**DESCRIÇÃO DA TAREFA**
Continue o relato de lembranças sobre os Beatles, no texto citado abaixo, a partir da última frase.

**TEXTO CITADO**
────────

O pessoal da faixa dos 30 anos, minhas filhas, seus amigos, alguns alunos que tenho, os quais já me tratam como um provecto senhor, costumam me indagar coisas sobre os Beatles, admirados de que eu tenha sido jovem um dia e justamente naquela época de revolução musical e de costumes que o grupo encarnou.
Longe estou de ser especialista na história dos Beatles, ou um betleamaníaco que vasculha incansavelmente minúcias e segredos dos ídolos. Sei o que todo mundo sabe e pode encontrar com facilidade na internet. No recém-findo ano de 2009, por exemplo, fez 29 anos do estúpido e incompreensível assassinato de John Lennon (e alguma morte será compreensível?), 40 anos do lançamento de Abbey Road, e do último e improvisado show do telhado.

────────

**LINHAS DE DADOS**
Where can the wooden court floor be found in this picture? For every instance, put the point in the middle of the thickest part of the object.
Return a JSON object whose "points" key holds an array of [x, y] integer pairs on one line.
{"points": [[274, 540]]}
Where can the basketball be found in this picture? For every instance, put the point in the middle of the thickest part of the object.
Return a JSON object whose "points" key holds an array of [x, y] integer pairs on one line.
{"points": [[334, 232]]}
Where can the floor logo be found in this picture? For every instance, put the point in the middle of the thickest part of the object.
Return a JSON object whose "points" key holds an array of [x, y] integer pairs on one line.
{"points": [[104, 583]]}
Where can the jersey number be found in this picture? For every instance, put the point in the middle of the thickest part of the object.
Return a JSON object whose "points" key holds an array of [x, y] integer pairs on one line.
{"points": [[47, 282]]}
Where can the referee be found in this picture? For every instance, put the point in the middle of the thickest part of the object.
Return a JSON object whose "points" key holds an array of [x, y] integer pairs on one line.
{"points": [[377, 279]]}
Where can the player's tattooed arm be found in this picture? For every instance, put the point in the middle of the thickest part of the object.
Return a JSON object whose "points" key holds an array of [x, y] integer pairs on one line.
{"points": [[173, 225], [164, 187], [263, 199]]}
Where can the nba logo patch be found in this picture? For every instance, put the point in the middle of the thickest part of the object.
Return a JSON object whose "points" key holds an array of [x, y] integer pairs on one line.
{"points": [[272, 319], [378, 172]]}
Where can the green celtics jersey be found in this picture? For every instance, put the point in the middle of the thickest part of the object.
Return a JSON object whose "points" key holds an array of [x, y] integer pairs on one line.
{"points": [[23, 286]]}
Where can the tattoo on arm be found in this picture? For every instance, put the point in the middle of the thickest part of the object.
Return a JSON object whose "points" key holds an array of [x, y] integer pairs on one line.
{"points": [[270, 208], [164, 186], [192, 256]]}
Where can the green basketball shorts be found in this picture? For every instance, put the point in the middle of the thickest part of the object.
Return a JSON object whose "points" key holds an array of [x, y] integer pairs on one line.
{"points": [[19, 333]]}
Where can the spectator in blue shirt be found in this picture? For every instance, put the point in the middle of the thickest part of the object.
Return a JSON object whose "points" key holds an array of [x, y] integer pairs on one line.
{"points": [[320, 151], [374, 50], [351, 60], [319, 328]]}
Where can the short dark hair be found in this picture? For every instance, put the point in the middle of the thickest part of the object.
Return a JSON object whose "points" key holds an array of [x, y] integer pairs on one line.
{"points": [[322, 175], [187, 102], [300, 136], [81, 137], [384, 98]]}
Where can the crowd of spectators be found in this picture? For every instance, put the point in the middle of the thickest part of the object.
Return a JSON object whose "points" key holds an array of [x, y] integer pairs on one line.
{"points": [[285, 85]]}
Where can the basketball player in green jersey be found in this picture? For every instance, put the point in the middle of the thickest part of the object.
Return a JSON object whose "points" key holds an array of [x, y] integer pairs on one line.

────────

**RESPOSTA**
Alguns já me perguntaran como me senti quando soube da morte de Lennon. Outros querem que eu lhes diga se Paul realmente morreu e foi substituído secretamente por um sósia, graças aos boatos, as históricas fantásticas e teorias conspiratórias que atigingiram o ápice no lançamento daquele que talvez tenha sido o mais importante disco dos Beatles e do próprio mundo pop, Sgt. Pepper’s Lonely Hearts Club Band. Haveria ainda, antes disso, pistas e referências veladas da morte de Paul nas capas de Rubber Soul e de Revolver, e em algumas canções.
Confesso que na época meus amigos e eu tentamos — sem sucesso, aliás — ouvir o disco tocado ao contrário para captar a mensagem cifrada de que Paul McCartney estava morto. Mas — caramba! —, se este que ainda está por aí, em ótima forma, é o que tomou o lugar do verdadeiro Paul, além da semelhança física será também sósia do seu extraordinário talento.
A música, como a literatura, sempre teve um papel muito importante na minha vida, cujos momentos mágicos (como costumo chamá-los) são indelevelmente pontuados por uma canção ou um livro. Em razão disso, talvez possa ser de interesse, ao menos para aqueles que tanto me indagam, registrar aqui alguns aspectos do que vivenciei, dos sentimentos e emoções daqueles tempos inesquecíveis.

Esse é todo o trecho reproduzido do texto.